*** DATA FOR REVIEW Section Begins ***

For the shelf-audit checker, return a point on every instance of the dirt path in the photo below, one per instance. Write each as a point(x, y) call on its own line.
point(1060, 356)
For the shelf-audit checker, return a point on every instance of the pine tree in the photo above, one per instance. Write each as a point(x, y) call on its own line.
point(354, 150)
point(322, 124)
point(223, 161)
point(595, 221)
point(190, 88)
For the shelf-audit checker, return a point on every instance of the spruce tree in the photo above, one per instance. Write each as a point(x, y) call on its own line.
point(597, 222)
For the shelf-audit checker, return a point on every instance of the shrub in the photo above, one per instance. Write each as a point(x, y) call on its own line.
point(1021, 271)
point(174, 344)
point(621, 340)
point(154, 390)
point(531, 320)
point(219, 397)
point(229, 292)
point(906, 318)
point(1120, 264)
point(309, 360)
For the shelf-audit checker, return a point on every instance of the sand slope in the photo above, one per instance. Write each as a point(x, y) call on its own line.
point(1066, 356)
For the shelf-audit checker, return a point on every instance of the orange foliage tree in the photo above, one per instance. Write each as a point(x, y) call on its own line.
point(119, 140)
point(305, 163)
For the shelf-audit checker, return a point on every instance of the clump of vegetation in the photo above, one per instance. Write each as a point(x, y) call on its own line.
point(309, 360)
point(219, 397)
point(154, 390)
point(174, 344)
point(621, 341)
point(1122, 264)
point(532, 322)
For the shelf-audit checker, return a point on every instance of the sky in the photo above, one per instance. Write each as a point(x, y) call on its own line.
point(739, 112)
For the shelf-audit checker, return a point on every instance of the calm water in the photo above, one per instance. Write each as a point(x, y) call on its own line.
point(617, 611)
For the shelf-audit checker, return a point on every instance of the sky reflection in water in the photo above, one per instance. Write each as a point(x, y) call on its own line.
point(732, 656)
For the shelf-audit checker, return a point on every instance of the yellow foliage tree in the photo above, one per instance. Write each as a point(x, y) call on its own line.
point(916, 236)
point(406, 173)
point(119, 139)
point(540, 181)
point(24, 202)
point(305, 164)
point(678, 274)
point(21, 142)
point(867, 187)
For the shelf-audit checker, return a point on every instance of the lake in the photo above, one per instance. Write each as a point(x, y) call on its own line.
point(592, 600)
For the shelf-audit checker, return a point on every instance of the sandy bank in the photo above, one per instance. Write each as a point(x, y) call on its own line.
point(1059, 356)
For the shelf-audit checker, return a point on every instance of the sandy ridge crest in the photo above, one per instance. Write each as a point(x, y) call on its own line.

*** DATA FOR REVIEW Section Ends ***

#### [ASSIGNED TASK]
Without leaving anything out, repeat the data exactly.

#### [TASK OUTPUT]
For the shelf-audit checker, return a point on every instance of the dirt path in the photo below, one per instance. Write each as a point(x, y) call on its own line.
point(1060, 356)
For the shelf-audit checker, return a point on every instance of the pine tree in the photo above, one per instance. Write each as a point(x, y) call on its own line.
point(354, 150)
point(322, 124)
point(223, 161)
point(595, 221)
point(190, 88)
For the shelf-audit checker, return a point on every instance of the spruce tree in the photo above, one per instance. Write each as a point(x, y) call on its own line.
point(597, 222)
For the shelf-audit checker, return a point on every instance of the shrub in the photo above, one per instance. Write each as a point(x, y) call on its own line.
point(1021, 271)
point(174, 344)
point(621, 340)
point(154, 390)
point(531, 320)
point(219, 397)
point(229, 292)
point(906, 318)
point(1120, 264)
point(309, 360)
For the shelf-audit checker, return a point on every instance of the sand slope in the photo above, one per instance. Write each as a point(x, y) call on its own line.
point(1066, 356)
For the shelf-audit checker, return a point on every instance of the orange foliage tree in the photo above, one per instance. Write each as a point(x, y) call on its own line.
point(119, 140)
point(305, 163)
For the shelf-audit checker, return a point on every instance of the clump of vegetation in the photo above, one per instance. Write each as a point(x, y) call on its own line.
point(309, 360)
point(219, 397)
point(154, 390)
point(174, 344)
point(621, 341)
point(1122, 264)
point(532, 322)
For the shelf-audit checker, return a point on every instance of the sky in the photo above, one per instance. Write each as a point(x, y) call on its own line.
point(739, 112)
For the shelf-audit checker, return a point on every instance of the calm water in the photo above, one per instance. Write each as a point(x, y) call on its own line.
point(617, 611)
For the shelf-audit checker, return a point on every instance of the sky reflection in water in the photo above, one per instance. Write each as a point(x, y) call on its own line.
point(732, 656)
For the shelf-audit checker, return a point on every instance of the yellow foliage tree in the photo above, one per instance. Write each as a point(x, y) call on its own line.
point(916, 236)
point(406, 173)
point(119, 139)
point(540, 181)
point(24, 202)
point(305, 164)
point(678, 274)
point(21, 142)
point(867, 187)
For the shelf-audit checker, return a point on every instance of the lake in the photo above, one per instance. Write each as a point(x, y) call on its own line.
point(592, 600)
For the shelf-audit checker, return a point on every instance of the sandy bank in the photo above, one per instance. Write each as a point(x, y) call on its own line.
point(1059, 356)
For the shelf-audit checker, return a point on every instance of the sandy ridge crest in the photo above, one per instance. Write each as a point(x, y) call on its own line.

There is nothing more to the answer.